ねらい 1:
次の(a)〜(c)が本文抜粋の内容と合っているかどうか、それぞれ「はい」か「いいえ」で答え、判断の決め手となる本文抜粋の語句をそのまま引用しなさい。(a) 晴明は、綱に七日のいとまを与えて仁王経を読ませるよう申した。(b) 門をたたいた者は、綱の実の母であった。(c) 綱は最後まで門を開けなかった。

本文抜粋:
==============================

渡辺姓の探検室

全国第五位の大姓 渡辺氏の歴史を探るブログです。

平家物語の渡辺綱3

2008-05-30 07:53:13 | 渡辺さんの祖渡辺綱
平家物語 剣の巻
《一条戻橋での鬼退治》③
これを持参しければ、源頼光おどろき給ひて、播磨なる晴明を呼びて問はれければ、「綱には七日のいとま賜はつて、仁王経を購読すべし」とぞ申しける。第六日になる夜、門をたたく者あり。「たれ」と問へば、「綱が養母、渡辺よりのぼりたる」とこたふ。この養母と申すは、綱がためには伯母なり。「人してはあしかりなん。」とて綱立ち寄りて言ひけるは、「七日の物忌にて候へば、いづくにも一夜の宿を借り給ひて、明日入らせ給ふべし」と言えば、母さめざめと泣き、「生まれしよりあらき風にもあてず、人だてし甲斐ありて、頼光の御内に『箕田源四』とだに言ひつれば、肩を並ぶる者なし。うれしきにつけても、恋しとのみ思へば、このごろはひとしほ夢見心もとなくてのぼりたるに、門をさへひらかざりし。かかる不孝の咎なれば、神明もまぼり給はじ。七日の祈誓よしなし。今よりは子ともたのむべからず。親と思ふなよ。」とかきくどき言ひければ、綱は道理にせめられて、「たとひ身はいかになるとも」とて、門をひらきて入れてげり ~(続く)

==============================

データの記録:
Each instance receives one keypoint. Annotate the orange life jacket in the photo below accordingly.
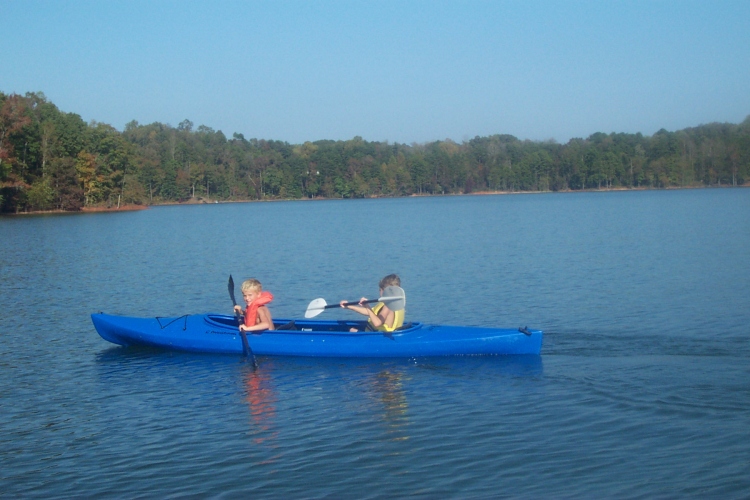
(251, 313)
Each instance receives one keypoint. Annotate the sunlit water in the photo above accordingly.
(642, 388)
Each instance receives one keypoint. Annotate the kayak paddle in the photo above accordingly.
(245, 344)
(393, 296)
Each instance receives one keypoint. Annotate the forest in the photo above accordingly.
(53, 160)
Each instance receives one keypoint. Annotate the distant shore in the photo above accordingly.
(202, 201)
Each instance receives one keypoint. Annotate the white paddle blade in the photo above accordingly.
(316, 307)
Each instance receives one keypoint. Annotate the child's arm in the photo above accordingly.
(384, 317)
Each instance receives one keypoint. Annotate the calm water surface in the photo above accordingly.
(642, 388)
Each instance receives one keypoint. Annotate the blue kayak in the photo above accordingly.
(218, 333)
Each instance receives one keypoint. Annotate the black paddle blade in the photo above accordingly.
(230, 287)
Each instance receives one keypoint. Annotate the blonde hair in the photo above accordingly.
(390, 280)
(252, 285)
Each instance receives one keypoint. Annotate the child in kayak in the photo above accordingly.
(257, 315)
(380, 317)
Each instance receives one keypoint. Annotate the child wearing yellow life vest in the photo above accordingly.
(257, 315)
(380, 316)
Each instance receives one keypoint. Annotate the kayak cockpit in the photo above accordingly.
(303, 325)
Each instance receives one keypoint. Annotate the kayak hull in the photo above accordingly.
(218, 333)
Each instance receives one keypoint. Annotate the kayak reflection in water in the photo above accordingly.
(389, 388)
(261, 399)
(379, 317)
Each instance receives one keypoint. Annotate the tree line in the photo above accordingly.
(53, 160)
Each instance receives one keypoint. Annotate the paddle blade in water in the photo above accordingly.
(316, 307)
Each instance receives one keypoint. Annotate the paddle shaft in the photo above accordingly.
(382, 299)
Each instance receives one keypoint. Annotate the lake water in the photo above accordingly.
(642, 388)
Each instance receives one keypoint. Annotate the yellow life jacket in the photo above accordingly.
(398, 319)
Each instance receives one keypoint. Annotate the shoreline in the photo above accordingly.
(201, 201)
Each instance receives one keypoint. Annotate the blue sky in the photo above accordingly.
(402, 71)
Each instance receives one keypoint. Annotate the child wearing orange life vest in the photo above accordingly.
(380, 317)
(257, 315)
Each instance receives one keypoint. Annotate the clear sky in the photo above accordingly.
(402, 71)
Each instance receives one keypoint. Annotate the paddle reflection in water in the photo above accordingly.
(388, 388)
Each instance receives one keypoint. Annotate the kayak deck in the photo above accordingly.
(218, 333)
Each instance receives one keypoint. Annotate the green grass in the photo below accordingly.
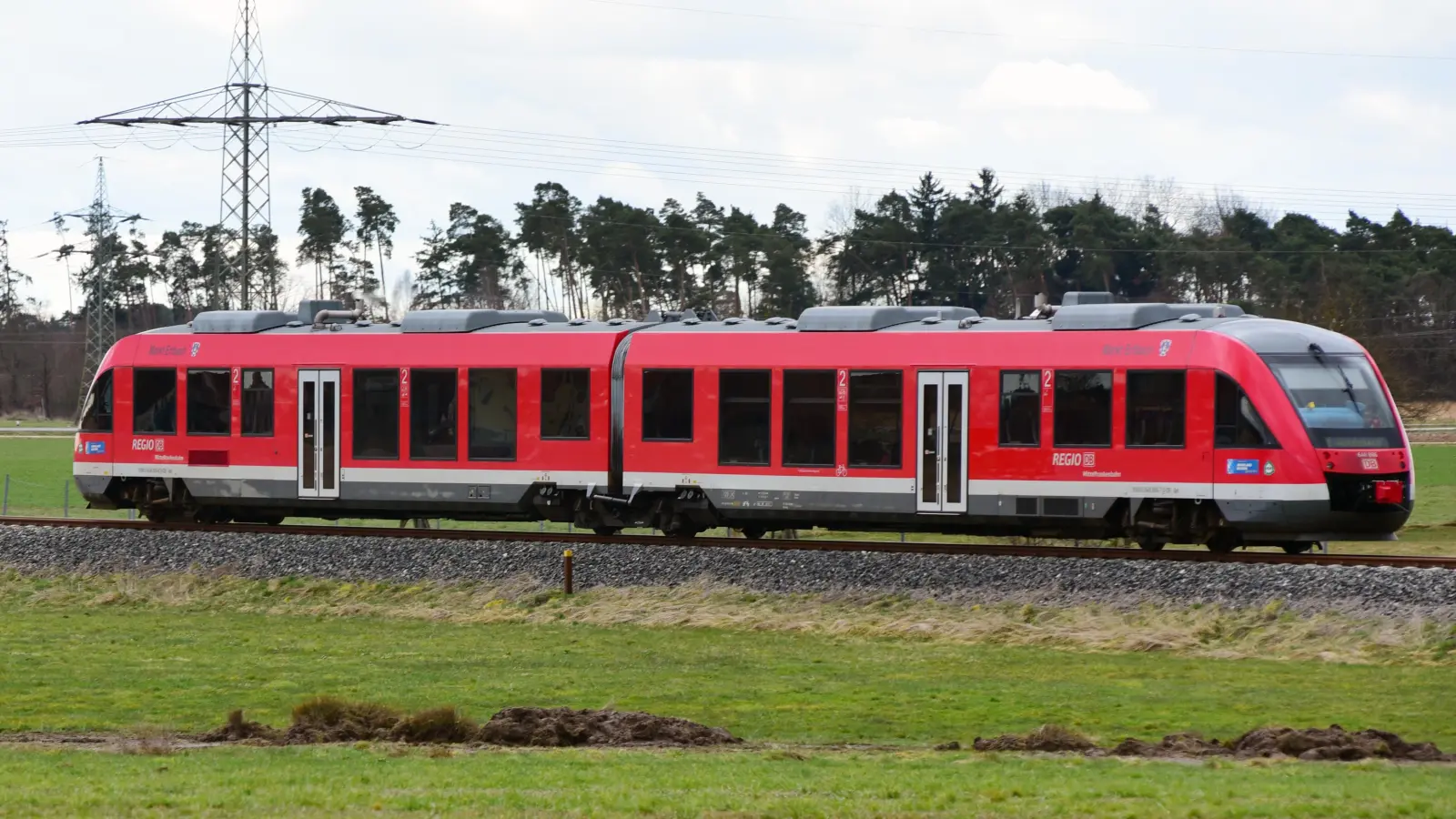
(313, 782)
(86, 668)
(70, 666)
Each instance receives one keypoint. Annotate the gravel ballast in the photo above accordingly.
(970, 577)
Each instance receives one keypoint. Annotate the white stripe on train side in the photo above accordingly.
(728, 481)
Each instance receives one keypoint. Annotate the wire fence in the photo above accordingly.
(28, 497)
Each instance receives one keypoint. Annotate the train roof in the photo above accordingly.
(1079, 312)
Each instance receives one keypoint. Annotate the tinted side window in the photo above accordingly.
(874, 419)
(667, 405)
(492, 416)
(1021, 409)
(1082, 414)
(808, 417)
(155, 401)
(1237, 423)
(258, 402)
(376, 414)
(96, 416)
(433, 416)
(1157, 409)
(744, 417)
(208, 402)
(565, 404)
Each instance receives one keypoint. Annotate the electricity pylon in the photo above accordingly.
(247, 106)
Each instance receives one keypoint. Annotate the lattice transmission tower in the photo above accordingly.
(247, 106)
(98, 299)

==============================

ねらい 2:
記録の「Each instance receives one keypoint. Annotate the gravel」を含む行から「(1079, 312)」を含む行まで（両端を含む）を、「wire fence」を「metal fence」に差し替え、ほかは一切変えずに書き直しなさい。

正答 1:
(a) はい。「綱には七日のいとま賜はつて、仁王経を購読すべし」
(b) いいえ。「この養母と申すは、綱がためには伯母なり」
(c) いいえ。「門をひらきて入れてげり」

正答 2:
Each instance receives one keypoint. Annotate the gravel ballast in the photo above accordingly.
(970, 577)
Each instance receives one keypoint. Annotate the white stripe on train side in the photo above accordingly.
(728, 481)
Each instance receives one keypoint. Annotate the metal fence in the photo above accordingly.
(28, 497)
Each instance receives one keypoint. Annotate the train roof in the photo above accordingly.
(1079, 312)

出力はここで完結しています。